Goal: Update the part of the entries that opens at their start and closes with the line containing "105L180 111L182 114L177", both ends included. Return only those lines with each "tree canopy" changed to "forest canopy" and everything else left as it is.

Extracted records:

+++++

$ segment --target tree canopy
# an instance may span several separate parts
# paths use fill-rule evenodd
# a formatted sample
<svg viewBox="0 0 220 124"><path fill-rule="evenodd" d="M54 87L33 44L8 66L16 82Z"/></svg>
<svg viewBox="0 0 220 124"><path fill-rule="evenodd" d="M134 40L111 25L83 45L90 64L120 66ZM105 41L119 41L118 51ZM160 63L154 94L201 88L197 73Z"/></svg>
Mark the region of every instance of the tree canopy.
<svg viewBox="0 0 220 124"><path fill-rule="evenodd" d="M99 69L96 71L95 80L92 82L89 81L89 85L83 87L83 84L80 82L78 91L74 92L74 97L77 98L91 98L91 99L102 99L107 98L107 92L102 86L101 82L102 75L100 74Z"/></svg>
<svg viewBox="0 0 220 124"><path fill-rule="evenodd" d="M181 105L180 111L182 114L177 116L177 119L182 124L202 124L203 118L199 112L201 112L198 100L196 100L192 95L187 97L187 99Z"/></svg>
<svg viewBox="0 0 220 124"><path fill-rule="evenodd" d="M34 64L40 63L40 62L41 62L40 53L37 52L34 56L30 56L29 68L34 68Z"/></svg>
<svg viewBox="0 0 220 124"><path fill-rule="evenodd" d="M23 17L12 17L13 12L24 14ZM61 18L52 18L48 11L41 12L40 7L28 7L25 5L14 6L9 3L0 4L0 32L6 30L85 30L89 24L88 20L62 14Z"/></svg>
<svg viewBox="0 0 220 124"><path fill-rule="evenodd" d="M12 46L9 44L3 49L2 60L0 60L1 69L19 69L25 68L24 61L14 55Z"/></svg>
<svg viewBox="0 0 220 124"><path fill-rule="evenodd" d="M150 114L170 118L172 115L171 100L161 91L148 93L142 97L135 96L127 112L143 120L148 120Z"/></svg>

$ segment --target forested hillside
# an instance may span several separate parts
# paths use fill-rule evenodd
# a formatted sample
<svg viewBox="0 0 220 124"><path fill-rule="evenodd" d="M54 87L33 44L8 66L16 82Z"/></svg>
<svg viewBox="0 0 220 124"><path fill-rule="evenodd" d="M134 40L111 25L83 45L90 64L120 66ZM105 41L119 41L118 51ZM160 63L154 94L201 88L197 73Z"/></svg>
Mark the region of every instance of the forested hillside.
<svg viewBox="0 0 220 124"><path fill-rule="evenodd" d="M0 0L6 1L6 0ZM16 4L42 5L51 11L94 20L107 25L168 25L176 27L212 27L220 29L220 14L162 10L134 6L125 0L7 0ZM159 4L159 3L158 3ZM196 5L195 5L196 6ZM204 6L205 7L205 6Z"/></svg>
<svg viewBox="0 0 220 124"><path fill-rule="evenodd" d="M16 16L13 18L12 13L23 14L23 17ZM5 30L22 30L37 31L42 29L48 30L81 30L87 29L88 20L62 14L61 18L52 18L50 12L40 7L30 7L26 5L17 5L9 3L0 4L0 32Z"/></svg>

+++++

The answer:
$ segment --target forest canopy
# an instance may span several separate parts
# paths use fill-rule evenodd
# a formatted sample
<svg viewBox="0 0 220 124"><path fill-rule="evenodd" d="M54 87L33 44L8 66L16 82Z"/></svg>
<svg viewBox="0 0 220 124"><path fill-rule="evenodd" d="M134 40L111 25L83 45L90 64L120 66ZM105 41L119 41L118 51ZM160 63L154 94L201 88L197 73Z"/></svg>
Mark the region of every instance of the forest canopy.
<svg viewBox="0 0 220 124"><path fill-rule="evenodd" d="M99 69L96 71L95 80L92 82L89 81L89 85L83 87L83 84L80 82L78 91L74 92L74 97L77 98L91 98L91 99L102 99L107 98L107 92L102 86L101 82L102 75L100 74Z"/></svg>
<svg viewBox="0 0 220 124"><path fill-rule="evenodd" d="M181 105L180 111L182 114L177 116L177 119L182 124L202 124L203 118L199 112L201 112L198 100L196 100L192 95L187 97L187 99Z"/></svg>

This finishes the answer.